**TAREFAS PROPOSTAS**
1. Segundo o texto de apoio, em que jornal foi publicado o antigo poema alemão?
2. Prossiga o texto sobre o otimismo e suas rachaduras a partir do ponto em que ele termina.

Vez por outra esse otimismo adolescente sofre suas rachaduras. A sombra de epidemias mortais do passado lembra os limites da ciência médica moderna; o terrorismo religioso confirma a tênue pátina do iluminismo. Foi divertido também ler, publicado no insuspeito e contemporâneo Guardian, um antigo poema alemão que recomendava ao fiel fazer as suas contas. Um verso terrível que fendia as rochas, gelava o sangue e bem serviria de epígrafe para a crise financeira cujos efeitos ainda hoje não se esgotaram sobre a economia britânica. Apesar das virtudes inegáveis do desenvolvimento sustentável, talvez fosse melhor recomendar a Deus os bens, o corpo e a vida.

**LINHAS FORNECIDAS**
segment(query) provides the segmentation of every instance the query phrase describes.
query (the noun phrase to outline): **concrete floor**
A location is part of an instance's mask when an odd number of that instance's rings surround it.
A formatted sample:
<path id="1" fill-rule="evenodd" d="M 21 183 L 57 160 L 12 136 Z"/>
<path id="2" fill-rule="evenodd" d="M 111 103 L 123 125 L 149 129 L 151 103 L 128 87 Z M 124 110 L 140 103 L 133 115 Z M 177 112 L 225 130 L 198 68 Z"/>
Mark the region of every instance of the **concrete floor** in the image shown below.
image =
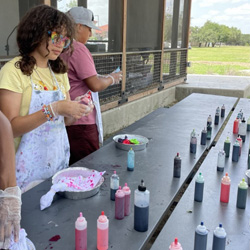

**GABARITO**
1. No Guardian.

2.
Esse encontro promovido pelo autor do artigo soava ainda mais agridoce por conta da ária para tenor, cujos versos parecem ter sido escritos especialmente para ofender a sensibilidade moderna no que se refere ao formato de uma obra musical, mesmo com conteúdo religioso. Não se imagina uma canção moderna falando em capital e juros ou ainda que Deus faz nossa péssima contabilidade gravando-a em aço e diamante. Nos dias de hoje, a ruína financeira pode nos atingir, podemos ser vítima da cobiça e da avareza, mas devemos falar de amor.

O certo é que depois de tanta tensão e ameaça, música mais que maravilhosa exalta precisamente o que seria a real solução: Senhor, quebra as cadeias de Mamon! Mãos, espalhai o Bem! Afinal, o mundo, hoje ou amanhã, vai acabar, a finitude é nossa lei. Não me lembro se o artigo do Guardian chegou a esse ponto.

Tue Rechnung! Donnerwort,
Das die Felsen selbst zerspaltet,
Wort, wovon mein Blut erkaltet!
Tue Rechnung! Seele, fort!
Ach, du musst Gott wiedergeben
Seine Güter, Leib und Leben.
Tue Rechnung! Donnerwort!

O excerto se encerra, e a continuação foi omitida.